**TASK REQUIREMENTS**: Return the material exactly as supplied, apart from the pictures, which are omitted.

%%

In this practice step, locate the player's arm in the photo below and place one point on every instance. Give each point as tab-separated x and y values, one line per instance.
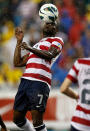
65	89
18	60
51	53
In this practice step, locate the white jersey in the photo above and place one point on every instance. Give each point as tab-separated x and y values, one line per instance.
81	72
40	69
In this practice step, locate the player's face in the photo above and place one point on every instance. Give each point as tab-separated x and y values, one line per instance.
49	29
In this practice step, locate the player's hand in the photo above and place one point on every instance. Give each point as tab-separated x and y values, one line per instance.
19	34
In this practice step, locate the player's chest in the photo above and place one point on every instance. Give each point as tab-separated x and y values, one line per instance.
42	45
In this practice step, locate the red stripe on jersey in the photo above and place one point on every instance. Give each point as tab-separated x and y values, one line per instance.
82	109
56	47
81	121
58	40
71	78
82	61
74	68
33	56
44	47
38	66
38	76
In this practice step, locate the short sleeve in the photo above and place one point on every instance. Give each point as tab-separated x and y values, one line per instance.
57	43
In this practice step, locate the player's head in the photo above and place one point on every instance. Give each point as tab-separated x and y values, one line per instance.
49	29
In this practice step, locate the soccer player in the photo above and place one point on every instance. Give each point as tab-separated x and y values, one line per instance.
3	127
80	73
35	83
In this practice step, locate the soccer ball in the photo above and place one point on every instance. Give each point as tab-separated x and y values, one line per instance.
48	13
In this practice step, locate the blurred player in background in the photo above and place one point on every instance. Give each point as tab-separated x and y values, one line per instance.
3	127
35	83
80	73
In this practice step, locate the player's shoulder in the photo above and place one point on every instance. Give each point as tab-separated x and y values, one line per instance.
85	61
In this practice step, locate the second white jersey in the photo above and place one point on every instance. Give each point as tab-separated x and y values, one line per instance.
40	69
81	72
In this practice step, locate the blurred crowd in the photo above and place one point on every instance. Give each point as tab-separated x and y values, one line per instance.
73	28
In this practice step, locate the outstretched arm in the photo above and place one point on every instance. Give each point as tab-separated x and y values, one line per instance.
65	89
18	60
51	53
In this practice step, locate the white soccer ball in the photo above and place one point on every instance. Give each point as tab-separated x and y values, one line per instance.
48	13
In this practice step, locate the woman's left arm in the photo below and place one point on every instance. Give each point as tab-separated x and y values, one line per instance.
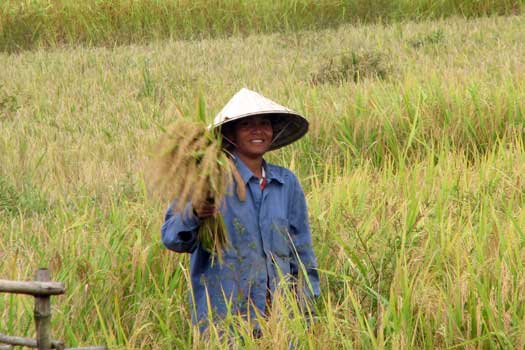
303	262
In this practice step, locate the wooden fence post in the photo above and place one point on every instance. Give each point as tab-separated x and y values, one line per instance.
43	313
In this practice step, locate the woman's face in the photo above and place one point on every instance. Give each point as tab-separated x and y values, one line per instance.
253	136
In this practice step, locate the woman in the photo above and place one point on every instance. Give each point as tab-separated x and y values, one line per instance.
268	232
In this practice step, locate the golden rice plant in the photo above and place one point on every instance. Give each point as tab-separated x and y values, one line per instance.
191	166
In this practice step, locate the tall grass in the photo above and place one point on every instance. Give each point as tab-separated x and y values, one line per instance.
38	23
414	184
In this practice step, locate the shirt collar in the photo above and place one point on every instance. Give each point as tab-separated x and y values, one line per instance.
247	174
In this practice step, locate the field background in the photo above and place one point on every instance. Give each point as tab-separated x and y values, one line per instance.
413	166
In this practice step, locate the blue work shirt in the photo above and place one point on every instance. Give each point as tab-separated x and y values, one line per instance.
270	240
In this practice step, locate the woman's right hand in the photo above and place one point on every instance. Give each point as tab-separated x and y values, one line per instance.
205	210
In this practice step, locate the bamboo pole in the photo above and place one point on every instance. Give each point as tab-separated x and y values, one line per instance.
43	314
32	288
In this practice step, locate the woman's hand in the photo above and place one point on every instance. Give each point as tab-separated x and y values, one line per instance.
205	210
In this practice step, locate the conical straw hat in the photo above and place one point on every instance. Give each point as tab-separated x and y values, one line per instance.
288	126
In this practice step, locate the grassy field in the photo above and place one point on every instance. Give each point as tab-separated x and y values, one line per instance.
413	170
43	23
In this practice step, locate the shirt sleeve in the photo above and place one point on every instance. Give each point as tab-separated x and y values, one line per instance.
303	262
179	231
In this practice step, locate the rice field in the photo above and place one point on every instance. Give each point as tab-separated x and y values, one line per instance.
413	170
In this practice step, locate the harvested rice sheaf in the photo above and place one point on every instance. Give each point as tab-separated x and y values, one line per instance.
191	166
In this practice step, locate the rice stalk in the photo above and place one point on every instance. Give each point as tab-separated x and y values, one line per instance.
190	166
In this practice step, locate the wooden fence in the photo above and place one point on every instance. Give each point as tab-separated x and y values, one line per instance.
42	289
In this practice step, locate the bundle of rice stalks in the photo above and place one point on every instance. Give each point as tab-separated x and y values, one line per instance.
191	167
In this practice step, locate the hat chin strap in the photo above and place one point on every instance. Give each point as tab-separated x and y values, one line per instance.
280	133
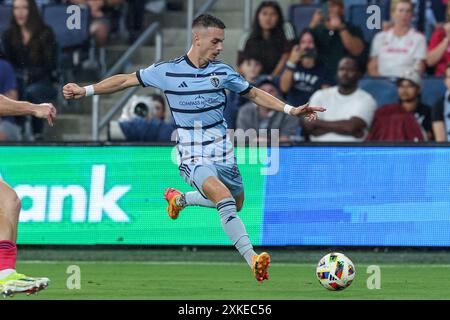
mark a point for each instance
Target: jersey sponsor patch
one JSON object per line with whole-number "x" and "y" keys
{"x": 215, "y": 81}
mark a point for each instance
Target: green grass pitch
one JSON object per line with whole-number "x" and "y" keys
{"x": 220, "y": 274}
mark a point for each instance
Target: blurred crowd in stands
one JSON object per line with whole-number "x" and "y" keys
{"x": 388, "y": 83}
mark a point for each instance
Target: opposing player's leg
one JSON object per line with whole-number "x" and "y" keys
{"x": 12, "y": 282}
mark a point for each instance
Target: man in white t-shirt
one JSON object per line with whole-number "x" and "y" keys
{"x": 400, "y": 48}
{"x": 350, "y": 110}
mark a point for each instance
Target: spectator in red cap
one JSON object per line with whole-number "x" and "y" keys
{"x": 409, "y": 120}
{"x": 439, "y": 48}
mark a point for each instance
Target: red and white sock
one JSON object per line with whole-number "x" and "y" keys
{"x": 8, "y": 253}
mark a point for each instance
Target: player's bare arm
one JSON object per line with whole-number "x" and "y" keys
{"x": 110, "y": 85}
{"x": 264, "y": 99}
{"x": 9, "y": 107}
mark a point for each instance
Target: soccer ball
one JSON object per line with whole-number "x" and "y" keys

%%

**EXPECTED OUTPUT**:
In this practice step, locate the player's arm in the photo below and place one point on every instance. Give each point as tab-separated x and y values, one line per instance.
65	89
18	60
51	53
In this practice step, locate the white jersey in the photo above and place one point on every instance. Give each point as tab-separated x and y values, one line per instance.
81	72
40	69
In this practice step, locate the player's face in the photo above and place one point on every instance. Give each point as tab-separated x and y values, one line per instance.
49	29
In this practice step, locate the player's hand in the photo above and place one point on every instance. Give each point as tab-separated x and y values, one line per instance.
19	34
In this practice step, locate the player's chest in the photo above and place one point on every instance. Give each point as tab-separated x and y values, one line per instance.
42	45
In this practice step, locate the red stripe on jersey in the photo above and place one point on every instance. Give each point as tab-separated x and y values, one line per instance.
82	109
56	47
81	121
58	40
71	78
82	61
74	68
33	56
44	47
38	66
38	76
In this practice step, locate the short sleeve in the photo above and place one point on every instance. Give each point as tab-separated x and y values, one line per instance.
57	43
In this practice step, locate the player's head in the photo above and place one point on every instance. Give each point as tab-separated x and y values, one line per instance.
49	29
In this practice step, locate the soccer player in the photo above and place one point on every instance. Give each point as tab-separated x and y values, one line per instance.
3	127
80	73
35	83
In this practice step, locate the soccer ball in the photo above and place one point on every instance. Give each point as tab-separated x and y values, one line per instance.
48	13
In this practice step, locate the blurred player in background in the photo above and place one point on every instance. Give each point as tab-separated x and y values, one line per instance.
3	127
35	83
80	73
In this practice step, locate the player's shoulder in the photo above and place one point on every instance. Give each point as tab-separated x and y values, one line per instance.
85	61
In this practice step, locate the second white jersey in the photo above and place one point on every instance. Give each point as tab-separated x and y values, one line per instance.
40	69
81	72
In this practice step, locate the blurred crowd in the photo above and place one point on every instance. Give each point as tab-separated x and y values, one line per instance.
73	28
In this practice step, locate the outstretched arm in the photo above and place one point on every instance. Give each point as tab-separated x and y values, one line per instance.
65	89
18	60
51	53
In this practice step, locate the white soccer ball in the photo above and place one point on every instance. Give each point as tab-separated x and y values, one line per instance.
48	13
In this practice step, locate the woman's left arm in the photo below and place one point on every instance. Give each point as tab-separated x and y values, one line per instance.
303	262
In this practice step, locate the wooden fence post in the photo above and place one point on every instance. Give each point as tab-separated x and y values, one line per instance.
43	313
In this practice step, locate the woman's face in the photo above and place one point on every instance. Give each point as tab-separated x and y values, one line per instance.
253	136
In this practice step, locate the woman in the photo above and place one point on every instance. Give each point as tab-separated x and y values, one line per instance.
268	232
In this practice step, locate the golden rice plant in the photo above and place one point on every instance. Give each point as tab-separated x and y values, one line per instance.
191	166
In this practice step, locate the tall grass in the photo above and place one point on every instance. Give each point as tab-separated x and y values, one line per instance.
38	23
414	184
In this practice step, locate the shirt collar in the photo above and place one point on every instance. Give each point as tab-separated x and y values, one line per instance.
247	174
In this practice step, locate the field background in the photo above and place one point on every instance. Give each point as tab-separated x and y values, one line per instance.
413	166
In this practice step, locate the blue work shirt in the photo above and place one point on every instance. Give each point as tab-separated x and y values, one line per instance.
270	240
In this practice step, locate the woman's right hand in the photo above and place one point on every instance. Give each point as tab-separated x and y values, one line per instance.
205	210
In this practice step, locate the bamboo pole in the photo above and place one point on every instance. Give each point as tab-separated x and y values, one line per instance.
43	314
32	288
In this practice step, locate the woman's hand in the photo above and place one point on every instance. Give each point as tab-separated x and y values, one line per instance.
205	210
In this practice step, locate the conical straw hat in the photo above and place one point on every instance. Give each point as tab-separated x and y values, one line per instance.
288	126
In this practice step, locate the grassy field in the photo above and place one point on every instance. Give each point as tab-separated x and y values, one line per instance.
413	170
43	23
In this practice step, locate the shirt sleeve in the photo above and place one point on every instance. Give each point as tab-separated x and y values, one line per instance.
303	262
179	231
In this practice step, locate the rice field in the photo above and place one point on every instance. Give each point as tab-separated x and y values, one line per instance.
413	170
In this practice step, locate the harvested rice sheaf in the photo above and place one point on every instance. Give each point as tab-separated x and y values, one line per instance.
191	166
In this practice step, locate the rice stalk in the photo above and place one point on every instance. Give each point as tab-separated x and y values, one line per instance.
190	166
In this practice step, locate the wooden fence in the photo above and place one point on every instance. Give each point as tab-separated x and y values, one line per instance.
42	289
In this practice step, locate the bundle of rice stalks in the photo above and place one point on every instance. Give each point as tab-separated x and y values, one line per instance.
191	167
In this practice step, locate the hat chin strap in the photo above and place one point on every instance. Give each point as tab-separated x and y values, one line per instance.
280	133
mark a point for each instance
Target: jersey sponsor patch
one JSON object per line with whole-number "x" and "y" keys
{"x": 215, "y": 81}
mark a point for each instance
Target: green grass pitch
one JSON object per line with whole-number "x" and "y" keys
{"x": 220, "y": 274}
mark a point for each instance
Target: blurred crowd in stands
one JSON object per line with whole-number "x" and "y" keys
{"x": 388, "y": 83}
mark a point for each instance
Target: opposing player's leg
one JSON object per line with whole-number "x" and "y" keys
{"x": 12, "y": 282}
mark a point for each instance
Target: man in white t-shirt
one JSON object per line with whole-number "x" and "y" keys
{"x": 400, "y": 48}
{"x": 350, "y": 110}
mark a point for each instance
Target: spectator in red cap
one JSON object per line with whole-number "x" and "y" keys
{"x": 409, "y": 120}
{"x": 439, "y": 48}
mark a point for each instance
Target: red and white sock
one JSON object per line with whole-number "x" and "y" keys
{"x": 8, "y": 253}
mark a point for each instance
Target: player's bare arm
one JSON object per line with whole-number "x" and "y" keys
{"x": 110, "y": 85}
{"x": 264, "y": 99}
{"x": 9, "y": 107}
mark a point for each instance
Target: soccer ball
one JSON object per line with whole-number "x" and "y" keys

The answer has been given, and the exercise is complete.